Document excerpt:
>>
The Federal Maritime Commission has investigated the handful of corporate shipping alliances that effectively control the flow of goods across the world’s oceans and that have raised prices as much as ninefold during the pandemic, according to data from the freight-tracking firm Freightos. The commission’s analysis determined that market forces — particularly the rising demand for furniture and other items by consumers who have cut down on travel and dining out — are driving the increases, said Daniel B. Maffei, the former New York congressman who is chairman of the commission.

But, Mr. Maffei said, the focus on antitrust has given the commission tools and confidence to investigate other abuses by shipping companies, now and in the future, when demand falls and companies might be tempted to try to keep their freight rates artificially high. “I think it has upped our credibility” with companies and discouraged anticompetitive behavior, he said.

Perhaps the administration’s most sustained focus, in the near term, has been on the meat industry. A report from the National Economic Council this month accused the largest meat processing companies of price gouging to pad profits. According to the latest data from the Bureau of Labor Statistics, prices for meat were up 16 percent in November compared with the same month last year.

“We’re seeing the dominant meat processors use their market power to extract bigger and bigger profit margins for themselves,” the report said. “Businesses that face meaningful competition can’t do that, because they would lose business to a competitor that did not hike its margins.”

The North American Meat Institute, an industry lobbying group, denied the allegations and accused the Biden administration of cherry-picking economic data. It said that the White House was overlooking the record levels of demand for beef, pork and poultry.

“The White House Economic Council is again demonstrating its ignorance of agricultural economics and the fundamentals of supply and demand,” said Julie Anna Potts, the Meat Institute’s president.
<<
Work task A:
In the excerpt on shipping and meat prices, how much higher were meat prices in November than in the same month a year earlier?
Work task B:
Turn the paragraph starting "The North American Meat Institute, an industry lobbying group" in the excerpt on shipping and meat prices into a short bulleted list that keeps its main facts.
Work task C:
Pick up the excerpt on shipping and meat prices after its last paragraph and write the next paragraph.

Referring expression data
>>
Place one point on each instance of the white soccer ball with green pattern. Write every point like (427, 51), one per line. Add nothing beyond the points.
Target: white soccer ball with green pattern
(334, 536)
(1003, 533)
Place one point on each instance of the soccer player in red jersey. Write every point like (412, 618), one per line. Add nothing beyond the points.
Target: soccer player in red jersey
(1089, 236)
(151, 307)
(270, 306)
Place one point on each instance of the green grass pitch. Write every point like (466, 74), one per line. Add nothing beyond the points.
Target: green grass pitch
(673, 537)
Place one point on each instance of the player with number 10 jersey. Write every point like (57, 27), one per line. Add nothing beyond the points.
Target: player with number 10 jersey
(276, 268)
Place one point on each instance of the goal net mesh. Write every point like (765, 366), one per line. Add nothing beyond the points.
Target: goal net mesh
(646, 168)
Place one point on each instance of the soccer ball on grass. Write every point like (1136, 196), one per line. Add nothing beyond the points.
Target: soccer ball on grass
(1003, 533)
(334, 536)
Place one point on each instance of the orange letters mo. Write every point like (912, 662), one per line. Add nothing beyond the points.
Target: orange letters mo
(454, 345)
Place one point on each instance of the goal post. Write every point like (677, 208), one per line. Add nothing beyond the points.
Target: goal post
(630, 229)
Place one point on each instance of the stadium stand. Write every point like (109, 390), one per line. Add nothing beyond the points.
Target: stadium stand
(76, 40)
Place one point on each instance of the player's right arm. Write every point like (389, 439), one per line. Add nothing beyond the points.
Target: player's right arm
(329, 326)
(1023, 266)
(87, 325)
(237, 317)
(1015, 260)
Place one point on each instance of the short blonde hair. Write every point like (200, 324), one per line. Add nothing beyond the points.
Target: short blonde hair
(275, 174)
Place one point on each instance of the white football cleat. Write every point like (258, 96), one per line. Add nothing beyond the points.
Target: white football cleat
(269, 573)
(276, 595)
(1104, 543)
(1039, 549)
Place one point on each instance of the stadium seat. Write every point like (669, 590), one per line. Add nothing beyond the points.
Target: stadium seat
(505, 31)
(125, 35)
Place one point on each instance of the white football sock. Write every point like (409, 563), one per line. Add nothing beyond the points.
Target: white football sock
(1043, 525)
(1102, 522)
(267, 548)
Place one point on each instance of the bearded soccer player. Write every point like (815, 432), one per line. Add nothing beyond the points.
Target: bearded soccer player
<<
Output A:
16 percent

Output B:
- The North American Meat Institute, an industry lobbying group, denied the allegations.
- It accused the Biden administration of cherry-picking economic data.
- It said the White House was overlooking record demand for beef, pork and poultry.

Output C:
The clash between Mr. Biden and “Big Meat” has put the spotlight on Tom Vilsack, the agriculture secretary, who held the same position for the eight years of the Obama administration. Some agricultural groups criticized Mr. Vilsack’s nomination because he had failed to mount an antitrust effort during his previous tenure and instead oversaw an era of consolidation in the farm sector, including the merger of Monsanto and Bayer. After leaving the Obama administration, Mr. Vilsack became a dairy industry lobbyist.

Mr. Vilsack is now responsible for developing new rules to strengthen a law, the Packers and Stockyards Act of 1921, that is intended to protect farmers from anticompetitive practices in the meat industry and to promote ways for consumers to buy directly from farmers. But the rules, which were assigned as part of Mr. Biden’s July executive order on competition, have yet to be announced. That has revived suggestions that Mr. Vilsack is beholden to big agricultural corporations.

“These markets have been concentrated for a long time,” said Austin Frerick, deputy director of the Thurman Arnold Project at Yale University, which researches competition policy and antitrust enforcement. “He didn’t fix it in his first eight years. Why do we think he’s going to fix it now?”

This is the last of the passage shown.